— INSTRUCTIONS FOR THE TASK —
Every entry in the listing is to be reproduced exactly.

= Beginning of Section =

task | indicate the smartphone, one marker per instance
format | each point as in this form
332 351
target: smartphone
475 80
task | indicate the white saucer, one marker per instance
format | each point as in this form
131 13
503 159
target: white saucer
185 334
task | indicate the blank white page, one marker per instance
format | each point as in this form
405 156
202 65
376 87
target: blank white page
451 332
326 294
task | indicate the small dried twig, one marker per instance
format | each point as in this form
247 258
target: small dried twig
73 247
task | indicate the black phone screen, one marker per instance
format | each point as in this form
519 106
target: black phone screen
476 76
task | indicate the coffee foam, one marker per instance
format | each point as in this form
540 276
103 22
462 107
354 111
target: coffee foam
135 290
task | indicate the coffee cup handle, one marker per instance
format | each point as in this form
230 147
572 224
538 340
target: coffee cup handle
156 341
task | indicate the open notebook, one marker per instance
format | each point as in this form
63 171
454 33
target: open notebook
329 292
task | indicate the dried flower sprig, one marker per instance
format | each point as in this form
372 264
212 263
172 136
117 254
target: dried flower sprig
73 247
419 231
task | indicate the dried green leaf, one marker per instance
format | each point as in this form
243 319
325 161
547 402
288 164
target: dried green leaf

= End of Section =

— ANSWER BELOW —
task | indicate the smartphone, one marker per instance
format | each point as in this form
332 351
target: smartphone
475 80
task | indicate the white saucer, one marker per instance
format | each point as in this form
131 13
503 159
target: white saucer
185 334
task | indicate the blank white page, one marker per instance
format | each point as in this form
405 156
202 65
376 87
target: blank white page
451 332
326 294
task | indicate the small dried twig, one marker per instance
format | each point as in this form
247 258
target: small dried twig
73 247
task | indicate the black phone screen, one marker per instance
format | each point as in this form
519 106
target: black phone screen
476 76
task | indicate the coffee foam, one marker per instance
format | each point as in this form
540 276
103 22
462 107
354 111
target: coffee foam
135 290
task | indicate the coffee cup handle, one marker per instance
format | each point as in this form
230 147
572 224
538 340
target: coffee cup handle
156 341
task | indicate the open notebook, one marker per instance
format | each point as in this form
63 171
454 33
target: open notebook
329 292
task | indicate the dried flower sprig, one marker per instance
format | each point as in this form
372 264
212 263
172 136
117 254
target: dried flower sprig
73 247
419 231
task | indicate the dried green leaf, one marker per instance
format | each point as in this form
243 319
325 161
547 402
288 164
target: dried green leaf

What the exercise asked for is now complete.